■ **Document passage**
+ + + + +

Peter Gray Smith is a senior at the George Washington University double majoring in International Affairs (Honors) and Geography with a minor in Geographic Information Systems (GIS). He is a cadet in Georgetown University’s Army ROTC program. During his final semester, Peter is interning for National Geographic Education Programs and the District of Columbia Geographic Alliance.
Adam Mack is a senior at the George Washington University majoring in International Affairs with a concentration in Conflict and Security. He is a midshipman in GWU’s Navy ROTC program. Shortly after graduation, Adam will be attending flight school in Pensacola, Florida.
The two friends spent their senior year spring break traveling through the jungles of Darién province in eastern Panama. There are four installments to this blog. In each we tell of our travels, the people, and the geography. This blog is more than a chance for us to write of our explorations. It hopefully inspires you to take a chance at your next opportunity and do something most others fear to do.
POST 1 Getting to Darién was no easy feat, but with the help of nice people and an adequate understanding of the language, Adam and Peter made their journey deep into the jungle.
Our journey into the heart of Darién began at 3 AM at the Albrook Bus Terminal in Panama City. Completely disoriented, we received help from a security guard carrying a .357 Magnum. To say the least, it was an intriguing first experience with Panamanian security forces. He put us on a rickety bus filled with darienitas (Darién natives) returning home after a weekend in the city.

+ + + + +

■ **Information shown**
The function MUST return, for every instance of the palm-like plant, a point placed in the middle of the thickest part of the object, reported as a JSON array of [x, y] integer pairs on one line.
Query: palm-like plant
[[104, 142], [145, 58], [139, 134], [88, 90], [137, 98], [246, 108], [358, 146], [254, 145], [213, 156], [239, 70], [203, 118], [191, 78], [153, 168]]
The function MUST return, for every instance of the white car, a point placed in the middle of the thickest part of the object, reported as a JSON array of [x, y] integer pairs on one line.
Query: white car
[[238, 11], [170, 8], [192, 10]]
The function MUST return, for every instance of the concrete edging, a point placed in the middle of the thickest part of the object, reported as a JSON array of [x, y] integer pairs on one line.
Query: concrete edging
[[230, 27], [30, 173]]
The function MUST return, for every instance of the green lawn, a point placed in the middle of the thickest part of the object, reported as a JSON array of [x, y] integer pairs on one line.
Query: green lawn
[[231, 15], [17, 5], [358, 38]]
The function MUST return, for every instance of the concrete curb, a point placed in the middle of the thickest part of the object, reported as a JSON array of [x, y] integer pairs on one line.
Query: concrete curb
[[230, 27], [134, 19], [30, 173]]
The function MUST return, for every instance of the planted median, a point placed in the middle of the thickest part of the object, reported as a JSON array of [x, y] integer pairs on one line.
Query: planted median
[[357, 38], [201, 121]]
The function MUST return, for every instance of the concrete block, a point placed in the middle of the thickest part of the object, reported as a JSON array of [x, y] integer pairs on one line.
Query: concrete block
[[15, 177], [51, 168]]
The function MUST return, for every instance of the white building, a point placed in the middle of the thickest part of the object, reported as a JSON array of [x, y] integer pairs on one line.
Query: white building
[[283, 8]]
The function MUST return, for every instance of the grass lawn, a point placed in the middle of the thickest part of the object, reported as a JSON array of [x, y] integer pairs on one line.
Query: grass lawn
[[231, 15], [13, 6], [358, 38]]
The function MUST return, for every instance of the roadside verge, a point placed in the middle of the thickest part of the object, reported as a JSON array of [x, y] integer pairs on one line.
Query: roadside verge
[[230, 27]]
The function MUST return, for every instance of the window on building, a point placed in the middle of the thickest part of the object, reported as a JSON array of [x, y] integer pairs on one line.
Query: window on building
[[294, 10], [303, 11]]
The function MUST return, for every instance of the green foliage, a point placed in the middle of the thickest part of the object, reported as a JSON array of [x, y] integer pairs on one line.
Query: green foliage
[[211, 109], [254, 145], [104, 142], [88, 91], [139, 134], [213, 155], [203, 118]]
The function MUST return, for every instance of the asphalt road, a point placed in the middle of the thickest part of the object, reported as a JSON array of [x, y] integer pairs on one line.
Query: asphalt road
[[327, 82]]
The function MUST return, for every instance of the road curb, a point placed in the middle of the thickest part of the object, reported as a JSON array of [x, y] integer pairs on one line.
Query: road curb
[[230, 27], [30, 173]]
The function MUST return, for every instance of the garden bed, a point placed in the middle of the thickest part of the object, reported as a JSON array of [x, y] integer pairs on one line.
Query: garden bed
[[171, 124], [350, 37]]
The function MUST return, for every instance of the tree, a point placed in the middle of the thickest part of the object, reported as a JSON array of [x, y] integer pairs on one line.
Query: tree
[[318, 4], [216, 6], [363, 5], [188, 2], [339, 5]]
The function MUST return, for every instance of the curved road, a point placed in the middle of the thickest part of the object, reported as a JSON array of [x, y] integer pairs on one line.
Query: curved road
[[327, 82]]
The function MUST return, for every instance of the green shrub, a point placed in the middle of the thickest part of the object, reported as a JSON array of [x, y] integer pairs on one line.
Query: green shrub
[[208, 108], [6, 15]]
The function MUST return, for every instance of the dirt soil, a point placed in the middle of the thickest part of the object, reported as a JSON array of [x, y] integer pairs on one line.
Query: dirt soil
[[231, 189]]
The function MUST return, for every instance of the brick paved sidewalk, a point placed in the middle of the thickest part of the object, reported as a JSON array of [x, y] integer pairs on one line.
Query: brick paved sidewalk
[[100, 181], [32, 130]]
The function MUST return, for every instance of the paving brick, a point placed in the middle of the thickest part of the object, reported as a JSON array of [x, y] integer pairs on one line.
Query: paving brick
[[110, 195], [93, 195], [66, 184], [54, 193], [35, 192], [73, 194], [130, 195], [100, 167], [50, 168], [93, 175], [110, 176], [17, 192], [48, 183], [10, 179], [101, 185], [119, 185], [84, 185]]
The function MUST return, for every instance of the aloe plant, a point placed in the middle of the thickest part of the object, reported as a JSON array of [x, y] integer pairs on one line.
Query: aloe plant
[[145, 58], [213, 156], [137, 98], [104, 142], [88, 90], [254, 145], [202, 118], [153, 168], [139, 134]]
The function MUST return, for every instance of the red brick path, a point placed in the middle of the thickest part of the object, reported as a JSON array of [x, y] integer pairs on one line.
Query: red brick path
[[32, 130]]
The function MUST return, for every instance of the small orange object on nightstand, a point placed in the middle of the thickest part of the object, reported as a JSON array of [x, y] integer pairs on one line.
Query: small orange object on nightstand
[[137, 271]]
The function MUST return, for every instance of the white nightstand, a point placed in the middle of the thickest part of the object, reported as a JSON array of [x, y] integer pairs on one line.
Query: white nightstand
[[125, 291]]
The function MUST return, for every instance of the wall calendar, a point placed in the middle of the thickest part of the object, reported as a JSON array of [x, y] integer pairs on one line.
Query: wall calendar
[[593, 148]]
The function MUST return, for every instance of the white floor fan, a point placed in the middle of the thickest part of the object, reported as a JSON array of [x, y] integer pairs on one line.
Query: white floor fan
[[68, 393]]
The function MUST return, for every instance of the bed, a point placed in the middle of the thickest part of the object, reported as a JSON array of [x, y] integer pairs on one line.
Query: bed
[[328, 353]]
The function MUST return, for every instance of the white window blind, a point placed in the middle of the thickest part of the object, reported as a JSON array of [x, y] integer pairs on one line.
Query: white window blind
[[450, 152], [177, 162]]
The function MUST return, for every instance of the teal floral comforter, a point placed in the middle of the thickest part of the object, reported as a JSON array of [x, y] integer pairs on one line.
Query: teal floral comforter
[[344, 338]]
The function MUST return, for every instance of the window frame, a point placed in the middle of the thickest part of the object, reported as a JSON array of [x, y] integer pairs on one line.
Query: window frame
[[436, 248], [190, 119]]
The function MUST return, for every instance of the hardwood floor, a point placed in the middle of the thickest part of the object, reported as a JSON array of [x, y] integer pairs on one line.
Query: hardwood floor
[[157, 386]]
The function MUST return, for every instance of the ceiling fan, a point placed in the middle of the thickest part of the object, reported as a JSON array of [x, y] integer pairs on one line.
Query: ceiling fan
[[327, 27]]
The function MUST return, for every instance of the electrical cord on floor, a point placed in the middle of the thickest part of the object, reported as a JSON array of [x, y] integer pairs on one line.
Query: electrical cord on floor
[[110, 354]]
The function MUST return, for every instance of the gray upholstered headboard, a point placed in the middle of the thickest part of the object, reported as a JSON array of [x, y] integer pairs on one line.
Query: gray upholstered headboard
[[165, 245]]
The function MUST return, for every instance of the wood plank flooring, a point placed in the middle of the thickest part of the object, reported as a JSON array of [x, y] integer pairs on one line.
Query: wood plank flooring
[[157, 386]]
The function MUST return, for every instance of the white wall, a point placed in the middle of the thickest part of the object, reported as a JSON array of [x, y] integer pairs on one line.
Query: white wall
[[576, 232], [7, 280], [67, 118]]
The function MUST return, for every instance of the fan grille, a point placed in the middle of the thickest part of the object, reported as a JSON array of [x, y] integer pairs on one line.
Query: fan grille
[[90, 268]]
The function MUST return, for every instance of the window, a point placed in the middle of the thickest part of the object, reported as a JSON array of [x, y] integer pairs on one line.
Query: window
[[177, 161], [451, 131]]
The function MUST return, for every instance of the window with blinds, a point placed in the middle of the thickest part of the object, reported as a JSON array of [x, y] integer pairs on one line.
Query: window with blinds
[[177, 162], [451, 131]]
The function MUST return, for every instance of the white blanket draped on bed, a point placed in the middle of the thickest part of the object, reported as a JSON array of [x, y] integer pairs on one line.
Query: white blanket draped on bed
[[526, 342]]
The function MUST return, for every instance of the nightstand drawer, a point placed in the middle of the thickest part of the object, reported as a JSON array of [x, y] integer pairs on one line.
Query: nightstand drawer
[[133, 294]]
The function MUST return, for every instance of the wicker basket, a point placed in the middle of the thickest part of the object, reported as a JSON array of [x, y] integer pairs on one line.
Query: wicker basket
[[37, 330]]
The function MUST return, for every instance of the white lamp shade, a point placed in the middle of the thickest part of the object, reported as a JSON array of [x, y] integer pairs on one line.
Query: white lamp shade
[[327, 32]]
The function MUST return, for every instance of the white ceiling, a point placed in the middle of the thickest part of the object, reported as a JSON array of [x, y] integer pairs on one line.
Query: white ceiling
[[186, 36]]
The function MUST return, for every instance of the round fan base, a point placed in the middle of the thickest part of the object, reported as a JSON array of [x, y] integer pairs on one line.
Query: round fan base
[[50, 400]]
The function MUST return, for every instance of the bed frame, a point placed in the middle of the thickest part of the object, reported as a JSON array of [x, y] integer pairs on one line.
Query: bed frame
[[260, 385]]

+ + + + +

■ **To-do list**
**A.** In the Darién blog, where will Adam attend flight school shortly after graduation?
**B.** Write out the part of the Darién blog starting with "The two friends" and going on through "fear to do.".
**C.** Extend the Darién blog onward from its last sentence.

■ **Set of answers**
**A.** Pensacola, Florida.

**B.**
The two friends spent their senior year spring break traveling through the jungles of Darién province in eastern Panama. There are four installments to this blog. In each we tell of our travels, the people, and the geography. This blog is more than a chance for us to write of our explorations. It hopefully inspires you to take a chance at your next opportunity and do something most others fear to do.

**C.**
The passengers seemed not to mind the early morning hours. The loud accordion-driven music inspired a boisterous atmosphere that made the seven-hour trip to Metetí seem like a short outing.
Do not let the dots on the map fool you: Towns like Metití have no more than a taxi stand, gas station, and a small, relatively concentrated neighborhood of about five houses. From the stand, we took a collective cab with nine other passengers to Puerto Quimba. Again, we were deceived by the size of the map dot. There was a dusty parking lot, a boat launch, and a rudimentary police checkpoint. When we registered with the police, we were given a sobering dose of reality. Behind the desk hung a poster of the most-wanted Colombian rebels that were known to lawlessly roam the jungles. Though we would never encounter these rebels, the imminent threat would linger in our thoughts for the remainder of the trip.
From Puerto Quimba, we rode our first of many botes (boats) into La Palma, the provincial capital of Darién. La Palma is a fishing town, the inhabitants of which have a profound curiosity for foreigners. Even the few machete-wielding seamen were gracious hosts.
Anxious to get our hands dirty, we decided to tag along with a local
fisherman for the day. The skipper, Chavelo, and his son, José, took us
around the point to a shore abutted by a mangrove forest. This was our
first memorable experience with the majestic physical geography that
characterizes Darién. Lush, dense, bright green canopy covered all the
land we could see, even the islands in the middle of the inlet.
The fishing was much different from what we had expected. Chavelo, one
of La Palma’s expert fishermen, taught us how to fish using a spool of
line and a cast net. Chavelo’s first cast landed a fish they call a
bulí. José picked up the fish, turned it on its back, and squeezed its
fins together as if attempting to suffocate it. The fish took a
wretched gulp and expanded to the spherical size of a large grapefruit.
The bulí was a blowfish!
a mischievous grin, José tossed it over his left shoulder like a
crumpled burger wrapper. “Muy venenoso,” he remarked (very poisonous).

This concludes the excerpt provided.